14 settembre 2011

Crisi economica o crisi della politica italiana?

In tutto il mondo i cittadini stanno riscoprendo la centralità della politica, soprattutto sotto forma di protesta. Lo si osserva chiaramente nei Paesi di area musulmana (Libia, Egitto, Siria, Tunisia, ecc.) dove il popolo cerca di riappropriarsi dei diritti fondamentali, primi fra tutti la libertà personale e d’opinione e il diritto di decidere da chi farsi governare. Ma anche nei Paesi cosiddetti a democrazia avanzata i cittadini si sollevano in difesa di uno stato sociale che la crisi internazionale e l’egoismo delle varie caste rischia di fare arretrare. Nei primi occorrerà ancora del tempo prima di osservare in che direzione il popolo deciderà di riorientare la politica nazionale, nei secondi occorre invece agire in fretta e compatti perché la crisi internazionale rischia di colpire soprattutto i Paesi più deboli. In entrambi i casi la protesta sarà tanto più efficace quanto più sarà propositiva e sostenibile.

Qualche giorno fa, un attento osservatore della crisi, il giornalista svizzero Alfonso Tuor, affermava senza mezzi termini: «il mondo occidentale è sull’orlo di una depressione e la moneta unica europea nella sua forma attuale non sopravviverà». Non sono un profeta e non lo è nemmeno Tuor, pertanto è pensabile che le cose possano evolvere diversamente. E’ tuttavia sotto gli occhi di tutti che la crisi non accenna a calmare i mercati finanziari e a dare respiro all’auspicata crescita necessaria per risolvere la causa principale delle difficoltà, ossia il debito pubblico fuori controllo.

________________

## Cosa si chiede
(1) Per ciascuna affermazione rispondi sì o no in base al testo sulla crisi, citando tra virgolette le parole che lo decidono: (a) Alfonso Tuor è un giornalista svizzero. (b) L'autore si considera un profeta. (c) La causa principale delle difficoltà indicata è la disoccupazione.
(2) Scrivi tutti i Paesi che il testo sulla crisi chiama per nome.
Le voci che seguono non hanno alcun legame con il testo.

________________

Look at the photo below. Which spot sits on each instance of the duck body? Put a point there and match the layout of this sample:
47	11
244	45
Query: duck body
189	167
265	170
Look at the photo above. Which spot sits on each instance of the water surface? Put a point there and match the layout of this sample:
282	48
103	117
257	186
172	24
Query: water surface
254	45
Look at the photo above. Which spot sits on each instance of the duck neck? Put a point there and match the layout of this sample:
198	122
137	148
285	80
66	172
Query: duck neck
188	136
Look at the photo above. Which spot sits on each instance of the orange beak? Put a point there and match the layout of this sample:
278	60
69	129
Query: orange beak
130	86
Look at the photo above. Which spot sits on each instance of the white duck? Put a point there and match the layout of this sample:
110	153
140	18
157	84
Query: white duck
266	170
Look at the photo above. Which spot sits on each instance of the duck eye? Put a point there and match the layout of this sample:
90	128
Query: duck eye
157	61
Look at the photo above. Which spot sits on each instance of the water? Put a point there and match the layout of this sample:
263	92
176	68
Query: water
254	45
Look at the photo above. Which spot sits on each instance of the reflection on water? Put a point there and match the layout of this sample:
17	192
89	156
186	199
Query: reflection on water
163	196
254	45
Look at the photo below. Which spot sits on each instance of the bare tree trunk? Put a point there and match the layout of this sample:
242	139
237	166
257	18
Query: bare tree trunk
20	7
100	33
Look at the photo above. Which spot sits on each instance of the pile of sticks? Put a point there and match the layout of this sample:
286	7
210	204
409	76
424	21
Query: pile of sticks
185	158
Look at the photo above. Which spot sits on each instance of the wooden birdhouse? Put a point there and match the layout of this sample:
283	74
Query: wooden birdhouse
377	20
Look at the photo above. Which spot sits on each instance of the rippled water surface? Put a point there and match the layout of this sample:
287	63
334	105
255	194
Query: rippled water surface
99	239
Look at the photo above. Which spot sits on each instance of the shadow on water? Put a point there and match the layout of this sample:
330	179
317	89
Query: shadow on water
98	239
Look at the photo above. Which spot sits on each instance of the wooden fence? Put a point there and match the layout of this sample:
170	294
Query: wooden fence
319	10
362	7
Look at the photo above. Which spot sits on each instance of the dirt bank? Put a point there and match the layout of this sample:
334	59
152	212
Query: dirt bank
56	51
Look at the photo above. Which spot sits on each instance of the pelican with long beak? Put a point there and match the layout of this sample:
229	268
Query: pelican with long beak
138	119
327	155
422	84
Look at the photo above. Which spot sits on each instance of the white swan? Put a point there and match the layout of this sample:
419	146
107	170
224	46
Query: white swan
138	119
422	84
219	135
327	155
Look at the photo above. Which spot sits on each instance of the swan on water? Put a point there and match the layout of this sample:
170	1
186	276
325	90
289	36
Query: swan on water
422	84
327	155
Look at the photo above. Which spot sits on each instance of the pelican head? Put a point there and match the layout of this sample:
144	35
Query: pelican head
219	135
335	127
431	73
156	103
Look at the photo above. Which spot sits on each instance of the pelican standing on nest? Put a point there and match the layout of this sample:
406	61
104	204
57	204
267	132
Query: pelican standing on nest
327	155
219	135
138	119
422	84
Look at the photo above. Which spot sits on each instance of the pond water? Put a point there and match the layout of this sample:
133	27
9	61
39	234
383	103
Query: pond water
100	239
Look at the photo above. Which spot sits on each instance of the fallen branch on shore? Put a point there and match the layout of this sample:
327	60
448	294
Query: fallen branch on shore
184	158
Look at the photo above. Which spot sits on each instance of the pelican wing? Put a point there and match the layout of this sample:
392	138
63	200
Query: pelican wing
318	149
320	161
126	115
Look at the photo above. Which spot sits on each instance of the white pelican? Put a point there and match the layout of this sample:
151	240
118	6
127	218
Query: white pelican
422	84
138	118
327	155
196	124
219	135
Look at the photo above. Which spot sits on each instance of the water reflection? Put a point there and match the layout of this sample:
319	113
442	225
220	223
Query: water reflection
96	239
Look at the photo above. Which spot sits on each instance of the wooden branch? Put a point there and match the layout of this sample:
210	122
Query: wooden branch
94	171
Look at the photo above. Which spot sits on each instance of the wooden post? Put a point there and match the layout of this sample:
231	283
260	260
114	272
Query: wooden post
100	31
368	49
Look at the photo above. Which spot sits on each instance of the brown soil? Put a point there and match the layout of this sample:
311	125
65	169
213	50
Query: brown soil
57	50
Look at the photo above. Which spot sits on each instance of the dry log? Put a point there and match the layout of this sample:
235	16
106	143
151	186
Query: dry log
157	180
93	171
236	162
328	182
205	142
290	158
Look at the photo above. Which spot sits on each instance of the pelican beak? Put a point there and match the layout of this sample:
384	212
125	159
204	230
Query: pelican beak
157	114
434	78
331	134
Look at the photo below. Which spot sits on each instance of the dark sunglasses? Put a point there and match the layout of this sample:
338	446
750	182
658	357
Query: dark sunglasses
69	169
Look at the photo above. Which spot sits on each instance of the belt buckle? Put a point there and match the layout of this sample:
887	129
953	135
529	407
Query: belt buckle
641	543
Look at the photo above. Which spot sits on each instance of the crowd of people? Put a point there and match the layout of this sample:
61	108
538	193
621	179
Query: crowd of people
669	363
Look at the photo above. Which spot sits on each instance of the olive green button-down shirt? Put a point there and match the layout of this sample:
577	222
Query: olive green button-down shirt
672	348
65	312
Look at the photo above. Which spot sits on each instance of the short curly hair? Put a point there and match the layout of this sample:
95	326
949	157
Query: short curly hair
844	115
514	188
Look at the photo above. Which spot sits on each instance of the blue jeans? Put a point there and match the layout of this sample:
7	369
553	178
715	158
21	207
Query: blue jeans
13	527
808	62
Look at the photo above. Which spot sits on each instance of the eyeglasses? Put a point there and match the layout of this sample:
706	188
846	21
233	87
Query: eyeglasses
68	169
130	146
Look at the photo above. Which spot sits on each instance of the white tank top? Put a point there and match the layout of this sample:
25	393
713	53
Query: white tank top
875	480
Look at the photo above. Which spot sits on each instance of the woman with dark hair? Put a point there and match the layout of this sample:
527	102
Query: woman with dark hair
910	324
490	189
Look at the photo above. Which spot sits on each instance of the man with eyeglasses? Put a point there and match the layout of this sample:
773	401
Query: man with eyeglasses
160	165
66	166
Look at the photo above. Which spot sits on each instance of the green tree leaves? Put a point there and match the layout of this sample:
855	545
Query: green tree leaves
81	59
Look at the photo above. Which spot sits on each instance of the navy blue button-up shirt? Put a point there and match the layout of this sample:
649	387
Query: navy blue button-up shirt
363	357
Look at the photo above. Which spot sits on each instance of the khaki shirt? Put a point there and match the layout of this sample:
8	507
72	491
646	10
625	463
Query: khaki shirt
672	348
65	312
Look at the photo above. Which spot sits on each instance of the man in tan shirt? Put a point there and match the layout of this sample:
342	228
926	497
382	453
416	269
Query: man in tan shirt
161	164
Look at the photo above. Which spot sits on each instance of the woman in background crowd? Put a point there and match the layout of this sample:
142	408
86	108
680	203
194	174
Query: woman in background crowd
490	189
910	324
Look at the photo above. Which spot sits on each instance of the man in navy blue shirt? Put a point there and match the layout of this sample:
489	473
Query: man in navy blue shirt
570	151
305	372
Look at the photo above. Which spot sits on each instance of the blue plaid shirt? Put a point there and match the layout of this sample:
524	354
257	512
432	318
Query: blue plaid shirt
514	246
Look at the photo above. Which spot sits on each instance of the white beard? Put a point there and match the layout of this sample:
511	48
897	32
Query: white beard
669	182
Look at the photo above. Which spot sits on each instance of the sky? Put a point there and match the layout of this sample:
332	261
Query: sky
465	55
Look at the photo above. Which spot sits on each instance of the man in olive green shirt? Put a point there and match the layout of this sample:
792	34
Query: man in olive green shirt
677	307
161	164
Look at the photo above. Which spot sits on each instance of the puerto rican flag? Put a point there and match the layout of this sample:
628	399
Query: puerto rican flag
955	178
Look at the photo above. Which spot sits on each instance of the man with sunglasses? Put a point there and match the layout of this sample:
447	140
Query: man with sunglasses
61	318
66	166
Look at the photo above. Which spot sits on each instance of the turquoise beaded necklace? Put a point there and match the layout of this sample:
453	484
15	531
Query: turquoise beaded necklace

________________

## Soluzioni
(1)
(a) Sì: «il giornalista svizzero Alfonso Tuor».
(b) No: «Non sono un profeta».
(c) No: «la causa principale delle difficoltà, ossia il debito pubblico fuori controllo».

(2) Libia, Egitto, Siria, Tunisia